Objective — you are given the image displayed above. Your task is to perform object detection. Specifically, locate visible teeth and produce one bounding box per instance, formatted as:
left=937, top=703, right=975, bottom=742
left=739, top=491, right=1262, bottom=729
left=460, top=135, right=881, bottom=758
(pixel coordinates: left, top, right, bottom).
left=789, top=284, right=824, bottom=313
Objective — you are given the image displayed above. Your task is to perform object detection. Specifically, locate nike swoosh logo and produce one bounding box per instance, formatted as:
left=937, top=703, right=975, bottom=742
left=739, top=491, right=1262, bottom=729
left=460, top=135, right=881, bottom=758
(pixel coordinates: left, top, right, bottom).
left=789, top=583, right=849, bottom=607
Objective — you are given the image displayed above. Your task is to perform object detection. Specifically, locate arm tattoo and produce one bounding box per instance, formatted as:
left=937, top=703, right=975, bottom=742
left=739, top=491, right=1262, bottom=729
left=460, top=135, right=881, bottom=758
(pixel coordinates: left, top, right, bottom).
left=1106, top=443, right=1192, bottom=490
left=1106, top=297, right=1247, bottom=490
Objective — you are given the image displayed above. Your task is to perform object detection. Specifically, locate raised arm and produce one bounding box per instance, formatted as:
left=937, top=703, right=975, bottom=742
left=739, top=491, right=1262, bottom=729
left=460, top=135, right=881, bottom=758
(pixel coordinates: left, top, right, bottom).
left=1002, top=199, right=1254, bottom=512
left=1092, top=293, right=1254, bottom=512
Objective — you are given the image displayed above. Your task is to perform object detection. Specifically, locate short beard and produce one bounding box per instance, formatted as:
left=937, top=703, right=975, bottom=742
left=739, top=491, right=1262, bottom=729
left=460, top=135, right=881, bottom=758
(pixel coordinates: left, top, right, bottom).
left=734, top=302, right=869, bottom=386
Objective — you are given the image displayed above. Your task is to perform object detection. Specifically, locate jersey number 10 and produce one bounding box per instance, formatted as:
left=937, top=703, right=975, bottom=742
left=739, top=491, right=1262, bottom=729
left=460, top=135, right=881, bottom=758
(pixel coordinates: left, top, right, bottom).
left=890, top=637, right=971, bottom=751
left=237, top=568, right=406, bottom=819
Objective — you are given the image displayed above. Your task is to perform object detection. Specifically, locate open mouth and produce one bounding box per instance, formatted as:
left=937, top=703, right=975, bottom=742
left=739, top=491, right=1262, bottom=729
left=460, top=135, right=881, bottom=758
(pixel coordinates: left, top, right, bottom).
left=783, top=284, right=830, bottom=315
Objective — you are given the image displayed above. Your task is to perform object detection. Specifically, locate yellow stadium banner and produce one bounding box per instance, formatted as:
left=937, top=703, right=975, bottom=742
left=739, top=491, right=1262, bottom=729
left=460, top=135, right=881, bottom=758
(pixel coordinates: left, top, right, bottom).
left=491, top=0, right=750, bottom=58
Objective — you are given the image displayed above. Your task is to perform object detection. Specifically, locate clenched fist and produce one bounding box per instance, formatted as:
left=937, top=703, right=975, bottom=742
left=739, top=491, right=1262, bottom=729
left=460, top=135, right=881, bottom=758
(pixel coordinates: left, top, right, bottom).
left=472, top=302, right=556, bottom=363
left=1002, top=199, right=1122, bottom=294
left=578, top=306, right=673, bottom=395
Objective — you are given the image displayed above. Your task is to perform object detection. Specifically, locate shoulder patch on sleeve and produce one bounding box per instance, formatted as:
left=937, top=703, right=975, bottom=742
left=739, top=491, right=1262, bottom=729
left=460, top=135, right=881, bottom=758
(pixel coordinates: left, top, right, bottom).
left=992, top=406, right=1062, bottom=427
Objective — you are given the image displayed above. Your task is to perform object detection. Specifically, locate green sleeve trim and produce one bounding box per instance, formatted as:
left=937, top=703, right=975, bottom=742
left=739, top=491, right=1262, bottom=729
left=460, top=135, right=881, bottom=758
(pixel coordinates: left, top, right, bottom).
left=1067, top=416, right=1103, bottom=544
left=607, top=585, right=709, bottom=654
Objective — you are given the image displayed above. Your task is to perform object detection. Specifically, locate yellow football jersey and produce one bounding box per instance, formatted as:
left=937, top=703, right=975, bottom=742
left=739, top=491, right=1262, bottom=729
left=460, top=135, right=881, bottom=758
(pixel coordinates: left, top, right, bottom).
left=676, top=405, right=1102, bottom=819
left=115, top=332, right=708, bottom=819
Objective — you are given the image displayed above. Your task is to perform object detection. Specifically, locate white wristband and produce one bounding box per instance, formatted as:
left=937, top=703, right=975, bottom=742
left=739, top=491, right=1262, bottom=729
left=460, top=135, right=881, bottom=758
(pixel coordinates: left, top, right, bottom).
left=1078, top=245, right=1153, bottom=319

• **Aim of the exercise**
Rewrite each of the rows above with "pixel coordinates" changed to "image coordinates", keeping every other character as it is.

• **Response to the task**
Objective — you are given the image displayed above. Your task is to perform object detection. Specifically, locate visible teeth and produce one bounding box per instance, formatted as:
left=937, top=703, right=975, bottom=742
left=739, top=491, right=1262, bottom=729
left=460, top=135, right=881, bottom=758
(image coordinates: left, top, right, bottom).
left=789, top=284, right=824, bottom=313
Objective — you are given the image displayed above. Your task is to perform object detection. Specifically, locate nike swoosh logo and produce one bounding box per instance, formatted as:
left=937, top=703, right=975, bottom=742
left=739, top=491, right=1262, bottom=729
left=460, top=135, right=881, bottom=758
(image coordinates: left, top, right, bottom).
left=789, top=583, right=849, bottom=607
Objective — you are given the image displayed above. Your task is to perform object detection. Specifically, locate arm tattoo and produce one bounding box per instance, formatted as:
left=937, top=703, right=975, bottom=742
left=739, top=491, right=1262, bottom=729
left=460, top=135, right=881, bottom=758
(image coordinates: left, top, right, bottom).
left=1106, top=443, right=1192, bottom=490
left=1106, top=297, right=1247, bottom=490
Objective — you are given the image displayed above. Your task is to perform object detection. Specifically, locate raised arm and produce one bounding box per instance, formatted as:
left=937, top=703, right=975, bottom=742
left=739, top=491, right=1262, bottom=729
left=460, top=135, right=881, bottom=758
(image coordinates: left, top, right, bottom).
left=1002, top=199, right=1254, bottom=512
left=1092, top=293, right=1254, bottom=512
Objective — you are given the image displayed above. Your task is to perform object detection. Specifically, locate short beard and produce one bounding box per instance, formatted as:
left=937, top=703, right=975, bottom=742
left=739, top=491, right=1262, bottom=729
left=460, top=135, right=881, bottom=758
(image coordinates: left, top, right, bottom).
left=734, top=302, right=869, bottom=386
Objective — you are given the image displayed above. Your task is to perform object detection. Specifically, locate jersey number 10 and produce one bounding box per instance, formatted as:
left=937, top=703, right=975, bottom=742
left=739, top=491, right=1262, bottom=729
left=460, top=135, right=881, bottom=758
(image coordinates: left, top, right, bottom).
left=890, top=637, right=971, bottom=751
left=237, top=568, right=406, bottom=819
Objective — you are given the image displayed above. Your task is to perform object detection. Specifically, locate open mouth and produce one bounding box per instance, formatted as:
left=937, top=703, right=975, bottom=742
left=739, top=491, right=1262, bottom=729
left=460, top=135, right=881, bottom=758
(image coordinates: left, top, right, bottom).
left=783, top=284, right=830, bottom=315
Objective — you are given the image displayed above. Your task is to perform object detection. Specifically, locate yellow stadium banner and produce one bounding box per instance, formatted as:
left=937, top=703, right=975, bottom=742
left=739, top=491, right=1262, bottom=729
left=460, top=135, right=881, bottom=758
(image coordinates: left, top, right, bottom).
left=491, top=0, right=750, bottom=58
Objective — you are given the image displayed above. Your task is to perform object detection. Specifically, locate clenched fist and produce one bounding box per instance, formatted as:
left=937, top=703, right=975, bottom=742
left=739, top=491, right=1262, bottom=729
left=460, top=135, right=881, bottom=758
(image coordinates: left, top, right, bottom).
left=472, top=302, right=556, bottom=363
left=1002, top=199, right=1122, bottom=294
left=578, top=306, right=673, bottom=395
Objective — you are given the image displayed above. Your task is to perform object detection. Specifically, locate shoulder patch on sleeve and produce one bounding box per instance, formatted as:
left=937, top=703, right=975, bottom=742
left=739, top=491, right=1262, bottom=729
left=460, top=135, right=881, bottom=758
(image coordinates: left, top, right, bottom).
left=992, top=406, right=1062, bottom=427
Objective — you are given the image displayed above. Your task is to perform object detection. Specifically, locate green sleeve trim and produce one bounding box per instance, formatted as:
left=937, top=703, right=975, bottom=742
left=739, top=491, right=1262, bottom=729
left=460, top=135, right=881, bottom=758
(image coordinates: left, top, right, bottom).
left=1067, top=416, right=1103, bottom=544
left=607, top=585, right=709, bottom=654
Objective — you are given the image displayed above. Your task is to perform object detection. Specifically, locate yellow football jersey and produce one bounding box per instance, formatted as:
left=937, top=703, right=975, bottom=742
left=739, top=491, right=1262, bottom=729
left=460, top=135, right=881, bottom=758
(image coordinates: left, top, right, bottom).
left=676, top=405, right=1102, bottom=819
left=115, top=332, right=708, bottom=819
Objective — you are given the image displayed above. Your task is to perform object detection. Specifically, locate white wristband and produce one bounding box per instance, formatted as:
left=937, top=703, right=975, bottom=742
left=739, top=491, right=1262, bottom=729
left=460, top=135, right=881, bottom=758
(image coordinates: left, top, right, bottom).
left=1078, top=245, right=1153, bottom=319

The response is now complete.